▸ **Text passage**:
NFSv4.1/pnfs: Separate out metadata and data consistency for pNFS

The LAYOUTCOMMIT operation means different things to different layout types.
For blocks and objects, it is both a data and metadata consistency operation.
For files and flexfiles, it is only a metadata consistency operation.

This patch separates out the 2 cases, allowing the files/flexfiles layout
drivers to optimise away the data consistency calls to layoutcommit.

▸ **Directives**:
**A)** Translate the following sentence from the pNFS commit message into Spanish: "For files and flexfiles, it is only a metadata consistency operation."
**B)** Transcribe the pNFS commit message from "NFSv4.1/pnfs: Separate out" to "and metadata consistency operation.".

▸ **Listed entries**:
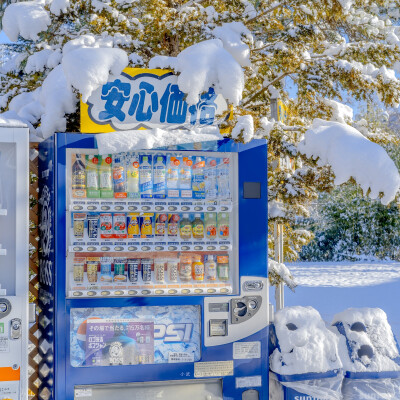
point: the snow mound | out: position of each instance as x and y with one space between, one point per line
204 65
367 343
11 123
282 271
18 20
350 154
305 343
88 68
231 35
244 127
59 6
57 100
116 142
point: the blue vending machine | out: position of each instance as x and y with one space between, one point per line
153 271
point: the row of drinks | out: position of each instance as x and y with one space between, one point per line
188 267
185 226
137 175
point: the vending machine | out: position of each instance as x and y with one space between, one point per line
14 261
154 281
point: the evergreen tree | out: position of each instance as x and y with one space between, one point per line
350 227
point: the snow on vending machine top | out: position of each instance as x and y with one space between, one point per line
14 145
154 276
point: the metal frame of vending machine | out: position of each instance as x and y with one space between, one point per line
14 261
112 328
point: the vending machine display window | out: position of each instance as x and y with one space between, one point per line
134 335
151 223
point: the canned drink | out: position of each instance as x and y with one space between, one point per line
79 225
161 220
210 266
119 270
79 269
119 226
223 267
105 269
93 226
146 225
159 270
173 225
172 267
133 225
92 265
185 268
106 230
146 264
133 269
197 268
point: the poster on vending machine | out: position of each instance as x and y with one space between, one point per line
135 335
119 342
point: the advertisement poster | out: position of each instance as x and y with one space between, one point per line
134 335
119 342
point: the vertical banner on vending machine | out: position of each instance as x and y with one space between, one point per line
14 145
156 276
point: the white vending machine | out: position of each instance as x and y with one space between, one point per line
14 261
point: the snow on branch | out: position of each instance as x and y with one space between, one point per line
27 19
351 155
244 128
231 35
203 65
278 272
88 68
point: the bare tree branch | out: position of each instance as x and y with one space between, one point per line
264 88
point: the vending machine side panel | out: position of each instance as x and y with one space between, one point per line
47 270
253 210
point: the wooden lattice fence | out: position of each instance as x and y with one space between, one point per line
34 379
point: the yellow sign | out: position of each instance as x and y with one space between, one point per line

▸ **The answers**:
**A)** Para files y flexfiles, es únicamente una operación de coherencia de metadatos.

**B)**
NFSv4.1/pnfs: Separate out metadata and data consistency for pNFS

The LAYOUTCOMMIT operation means different things to different layout types.
For blocks and objects, it is both a data and metadata consistency operation.